=== EXERCISE DIRECTIONS ===
Look down the entries below and report how many lines hold the string "label"; write nothing else.

=== RECORDS SHOWN ===
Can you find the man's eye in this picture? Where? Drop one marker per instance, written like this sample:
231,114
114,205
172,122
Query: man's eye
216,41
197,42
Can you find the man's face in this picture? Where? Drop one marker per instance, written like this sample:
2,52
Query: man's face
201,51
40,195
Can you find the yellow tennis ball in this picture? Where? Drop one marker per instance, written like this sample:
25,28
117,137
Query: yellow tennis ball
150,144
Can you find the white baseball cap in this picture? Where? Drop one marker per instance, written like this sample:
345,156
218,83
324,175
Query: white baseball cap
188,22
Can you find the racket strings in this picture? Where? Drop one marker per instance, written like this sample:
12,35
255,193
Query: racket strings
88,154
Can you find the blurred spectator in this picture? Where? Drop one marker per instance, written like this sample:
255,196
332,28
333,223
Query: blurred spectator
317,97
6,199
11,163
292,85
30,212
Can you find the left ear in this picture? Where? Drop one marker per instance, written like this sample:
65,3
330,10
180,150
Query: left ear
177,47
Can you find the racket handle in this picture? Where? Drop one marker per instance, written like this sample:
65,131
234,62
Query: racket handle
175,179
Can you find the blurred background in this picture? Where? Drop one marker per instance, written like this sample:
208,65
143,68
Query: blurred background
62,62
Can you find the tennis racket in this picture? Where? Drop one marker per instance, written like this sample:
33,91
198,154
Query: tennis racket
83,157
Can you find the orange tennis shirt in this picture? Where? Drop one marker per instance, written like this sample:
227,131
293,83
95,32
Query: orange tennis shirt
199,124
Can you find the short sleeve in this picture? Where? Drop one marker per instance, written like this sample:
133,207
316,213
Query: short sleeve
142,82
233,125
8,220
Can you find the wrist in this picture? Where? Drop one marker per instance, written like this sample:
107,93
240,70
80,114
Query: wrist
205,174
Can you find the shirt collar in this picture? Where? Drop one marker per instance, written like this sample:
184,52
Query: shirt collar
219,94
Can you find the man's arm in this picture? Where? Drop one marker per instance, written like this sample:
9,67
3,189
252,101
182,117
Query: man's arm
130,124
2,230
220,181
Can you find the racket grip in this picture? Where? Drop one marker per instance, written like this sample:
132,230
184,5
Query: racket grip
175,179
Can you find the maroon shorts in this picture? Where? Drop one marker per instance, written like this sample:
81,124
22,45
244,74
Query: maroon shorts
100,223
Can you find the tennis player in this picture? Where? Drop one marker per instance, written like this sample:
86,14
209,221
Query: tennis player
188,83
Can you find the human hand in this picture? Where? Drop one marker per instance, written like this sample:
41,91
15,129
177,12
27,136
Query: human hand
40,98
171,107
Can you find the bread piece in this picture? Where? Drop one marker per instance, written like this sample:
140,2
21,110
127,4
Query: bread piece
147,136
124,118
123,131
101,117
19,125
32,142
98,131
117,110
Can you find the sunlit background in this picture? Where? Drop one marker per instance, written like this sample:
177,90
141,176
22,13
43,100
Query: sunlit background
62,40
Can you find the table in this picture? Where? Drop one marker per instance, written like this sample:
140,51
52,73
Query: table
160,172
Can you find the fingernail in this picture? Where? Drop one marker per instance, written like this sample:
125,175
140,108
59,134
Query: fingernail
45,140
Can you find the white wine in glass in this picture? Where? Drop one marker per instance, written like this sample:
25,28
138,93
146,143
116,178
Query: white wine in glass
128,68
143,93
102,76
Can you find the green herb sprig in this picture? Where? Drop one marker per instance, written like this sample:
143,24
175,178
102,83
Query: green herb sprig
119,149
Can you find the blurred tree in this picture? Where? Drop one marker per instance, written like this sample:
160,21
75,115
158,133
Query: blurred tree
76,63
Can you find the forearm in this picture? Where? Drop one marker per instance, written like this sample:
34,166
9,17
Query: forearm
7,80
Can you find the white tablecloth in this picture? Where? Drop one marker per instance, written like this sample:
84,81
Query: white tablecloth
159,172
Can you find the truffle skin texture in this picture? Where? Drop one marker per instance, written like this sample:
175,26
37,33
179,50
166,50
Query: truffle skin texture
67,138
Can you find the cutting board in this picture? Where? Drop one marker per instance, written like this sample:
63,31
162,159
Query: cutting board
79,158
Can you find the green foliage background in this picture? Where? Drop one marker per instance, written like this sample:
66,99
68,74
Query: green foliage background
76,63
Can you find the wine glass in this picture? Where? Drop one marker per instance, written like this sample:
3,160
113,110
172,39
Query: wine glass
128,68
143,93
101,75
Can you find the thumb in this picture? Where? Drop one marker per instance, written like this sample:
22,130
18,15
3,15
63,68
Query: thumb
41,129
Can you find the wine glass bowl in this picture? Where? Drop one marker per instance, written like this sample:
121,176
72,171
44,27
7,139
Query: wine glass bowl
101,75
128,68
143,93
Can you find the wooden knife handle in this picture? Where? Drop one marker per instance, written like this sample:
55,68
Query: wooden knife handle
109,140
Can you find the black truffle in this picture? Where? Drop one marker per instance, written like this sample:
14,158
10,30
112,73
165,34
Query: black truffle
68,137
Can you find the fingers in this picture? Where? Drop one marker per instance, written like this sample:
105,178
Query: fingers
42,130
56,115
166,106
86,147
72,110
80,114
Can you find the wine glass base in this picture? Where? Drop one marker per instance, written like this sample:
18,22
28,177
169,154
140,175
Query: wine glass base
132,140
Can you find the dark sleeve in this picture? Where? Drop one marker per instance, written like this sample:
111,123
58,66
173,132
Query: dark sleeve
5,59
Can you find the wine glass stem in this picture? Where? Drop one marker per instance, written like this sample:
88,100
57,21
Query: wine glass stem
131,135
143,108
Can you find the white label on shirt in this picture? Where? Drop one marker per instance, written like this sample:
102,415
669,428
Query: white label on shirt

* * *

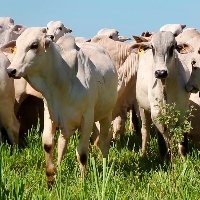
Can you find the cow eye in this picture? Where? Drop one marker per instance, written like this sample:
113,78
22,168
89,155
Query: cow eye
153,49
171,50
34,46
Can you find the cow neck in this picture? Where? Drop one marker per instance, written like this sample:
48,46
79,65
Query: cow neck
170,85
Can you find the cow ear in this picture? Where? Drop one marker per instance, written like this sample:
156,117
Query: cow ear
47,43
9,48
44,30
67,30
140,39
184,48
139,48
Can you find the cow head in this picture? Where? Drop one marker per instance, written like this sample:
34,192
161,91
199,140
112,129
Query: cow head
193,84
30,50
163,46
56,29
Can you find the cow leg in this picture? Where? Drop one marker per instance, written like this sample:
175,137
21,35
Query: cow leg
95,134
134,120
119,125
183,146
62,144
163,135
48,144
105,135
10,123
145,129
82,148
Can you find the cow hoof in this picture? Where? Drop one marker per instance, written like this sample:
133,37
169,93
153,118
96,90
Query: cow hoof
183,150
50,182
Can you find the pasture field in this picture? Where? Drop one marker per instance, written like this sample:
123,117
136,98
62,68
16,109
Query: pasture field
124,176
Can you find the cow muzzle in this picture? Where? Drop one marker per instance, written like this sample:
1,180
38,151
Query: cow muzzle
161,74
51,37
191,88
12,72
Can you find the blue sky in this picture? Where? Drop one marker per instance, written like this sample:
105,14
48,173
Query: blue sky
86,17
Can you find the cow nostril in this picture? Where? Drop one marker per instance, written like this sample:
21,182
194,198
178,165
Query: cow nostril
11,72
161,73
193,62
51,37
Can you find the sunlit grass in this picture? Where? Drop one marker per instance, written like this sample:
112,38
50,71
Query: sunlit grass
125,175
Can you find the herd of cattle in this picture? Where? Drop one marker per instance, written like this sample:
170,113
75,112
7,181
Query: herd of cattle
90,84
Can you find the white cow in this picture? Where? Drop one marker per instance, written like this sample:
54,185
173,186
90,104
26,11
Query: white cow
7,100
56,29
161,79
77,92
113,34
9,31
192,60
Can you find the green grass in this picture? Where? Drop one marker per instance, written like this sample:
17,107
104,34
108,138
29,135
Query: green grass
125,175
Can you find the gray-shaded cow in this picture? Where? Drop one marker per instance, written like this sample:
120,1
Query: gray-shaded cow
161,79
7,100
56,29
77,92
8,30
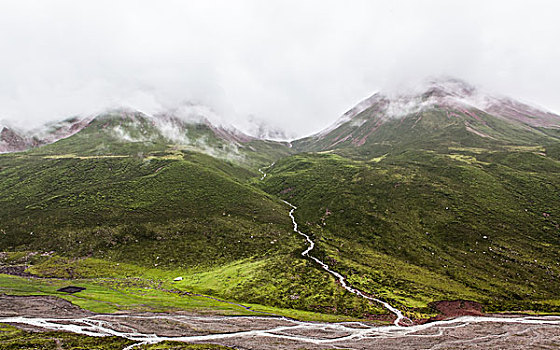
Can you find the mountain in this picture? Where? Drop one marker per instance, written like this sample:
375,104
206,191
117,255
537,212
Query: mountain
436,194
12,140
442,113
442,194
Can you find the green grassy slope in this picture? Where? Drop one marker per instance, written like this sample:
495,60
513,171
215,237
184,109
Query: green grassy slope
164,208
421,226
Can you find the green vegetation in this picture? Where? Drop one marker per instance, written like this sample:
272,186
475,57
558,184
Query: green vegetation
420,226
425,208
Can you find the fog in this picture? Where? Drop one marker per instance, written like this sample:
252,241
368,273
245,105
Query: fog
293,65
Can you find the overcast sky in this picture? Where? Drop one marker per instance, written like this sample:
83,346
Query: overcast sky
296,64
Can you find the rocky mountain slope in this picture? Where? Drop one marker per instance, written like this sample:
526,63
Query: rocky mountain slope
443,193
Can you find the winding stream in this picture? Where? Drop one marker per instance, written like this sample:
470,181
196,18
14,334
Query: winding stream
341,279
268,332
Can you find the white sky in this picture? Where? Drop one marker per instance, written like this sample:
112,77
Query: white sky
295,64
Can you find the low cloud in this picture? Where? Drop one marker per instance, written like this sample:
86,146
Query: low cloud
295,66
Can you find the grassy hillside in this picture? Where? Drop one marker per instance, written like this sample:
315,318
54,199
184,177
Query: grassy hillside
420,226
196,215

---

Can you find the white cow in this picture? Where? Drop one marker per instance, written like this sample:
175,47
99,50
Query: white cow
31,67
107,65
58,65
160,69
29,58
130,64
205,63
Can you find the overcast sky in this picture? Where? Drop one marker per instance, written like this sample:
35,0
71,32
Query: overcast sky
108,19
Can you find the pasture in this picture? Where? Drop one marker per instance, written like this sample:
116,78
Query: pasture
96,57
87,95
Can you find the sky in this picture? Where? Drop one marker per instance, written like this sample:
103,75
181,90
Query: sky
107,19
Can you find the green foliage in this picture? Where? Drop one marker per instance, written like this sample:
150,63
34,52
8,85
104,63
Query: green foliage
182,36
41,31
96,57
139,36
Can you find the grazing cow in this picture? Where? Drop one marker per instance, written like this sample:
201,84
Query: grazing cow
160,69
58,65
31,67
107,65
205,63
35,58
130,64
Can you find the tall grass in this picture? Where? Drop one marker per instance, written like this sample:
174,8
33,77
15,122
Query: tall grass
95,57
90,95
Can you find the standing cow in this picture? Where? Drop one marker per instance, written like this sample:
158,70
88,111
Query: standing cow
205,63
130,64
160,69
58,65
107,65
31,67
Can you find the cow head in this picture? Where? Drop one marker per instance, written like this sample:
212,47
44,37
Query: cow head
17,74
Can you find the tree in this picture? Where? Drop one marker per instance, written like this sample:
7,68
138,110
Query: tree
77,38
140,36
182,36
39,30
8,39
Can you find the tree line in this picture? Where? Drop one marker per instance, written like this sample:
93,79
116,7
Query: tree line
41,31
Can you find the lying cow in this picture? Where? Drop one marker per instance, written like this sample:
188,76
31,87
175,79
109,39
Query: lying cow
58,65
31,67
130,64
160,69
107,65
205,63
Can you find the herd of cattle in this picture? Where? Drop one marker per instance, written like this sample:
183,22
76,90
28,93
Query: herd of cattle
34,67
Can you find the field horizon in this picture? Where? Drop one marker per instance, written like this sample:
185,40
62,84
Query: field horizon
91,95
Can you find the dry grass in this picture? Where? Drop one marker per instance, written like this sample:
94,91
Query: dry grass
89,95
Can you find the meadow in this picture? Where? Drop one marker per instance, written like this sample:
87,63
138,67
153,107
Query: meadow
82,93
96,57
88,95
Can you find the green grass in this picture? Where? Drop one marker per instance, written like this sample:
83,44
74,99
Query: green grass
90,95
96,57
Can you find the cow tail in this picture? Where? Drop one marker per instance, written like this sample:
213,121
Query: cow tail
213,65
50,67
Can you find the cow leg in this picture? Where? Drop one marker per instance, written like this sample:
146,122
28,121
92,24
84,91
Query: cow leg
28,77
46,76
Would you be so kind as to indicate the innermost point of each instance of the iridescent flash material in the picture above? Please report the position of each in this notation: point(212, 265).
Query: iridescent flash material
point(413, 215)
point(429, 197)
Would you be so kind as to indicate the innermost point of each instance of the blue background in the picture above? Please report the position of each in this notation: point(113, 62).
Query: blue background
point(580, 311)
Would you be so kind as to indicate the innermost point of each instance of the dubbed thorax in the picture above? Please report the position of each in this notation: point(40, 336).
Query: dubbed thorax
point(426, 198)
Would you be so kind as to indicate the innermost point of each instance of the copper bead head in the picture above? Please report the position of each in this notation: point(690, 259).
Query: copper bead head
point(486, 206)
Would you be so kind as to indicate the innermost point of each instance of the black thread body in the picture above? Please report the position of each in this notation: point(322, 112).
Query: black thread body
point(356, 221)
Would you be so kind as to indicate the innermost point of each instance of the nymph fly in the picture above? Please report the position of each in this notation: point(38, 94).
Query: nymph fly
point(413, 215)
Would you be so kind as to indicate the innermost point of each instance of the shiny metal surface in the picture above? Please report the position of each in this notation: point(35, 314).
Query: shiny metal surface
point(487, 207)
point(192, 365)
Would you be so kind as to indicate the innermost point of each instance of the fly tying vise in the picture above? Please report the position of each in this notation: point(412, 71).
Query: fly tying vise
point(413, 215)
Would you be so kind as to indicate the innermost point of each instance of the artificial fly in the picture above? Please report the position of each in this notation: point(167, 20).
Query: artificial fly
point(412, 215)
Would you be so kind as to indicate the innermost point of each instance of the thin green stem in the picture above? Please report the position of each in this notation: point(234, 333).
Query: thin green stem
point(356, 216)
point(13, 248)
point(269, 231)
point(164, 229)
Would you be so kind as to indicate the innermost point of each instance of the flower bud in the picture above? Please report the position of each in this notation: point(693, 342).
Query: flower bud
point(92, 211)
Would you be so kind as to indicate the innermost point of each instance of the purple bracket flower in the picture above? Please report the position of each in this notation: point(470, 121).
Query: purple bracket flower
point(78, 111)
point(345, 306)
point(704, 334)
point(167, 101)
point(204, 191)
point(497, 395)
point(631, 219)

=== RESULT ===
2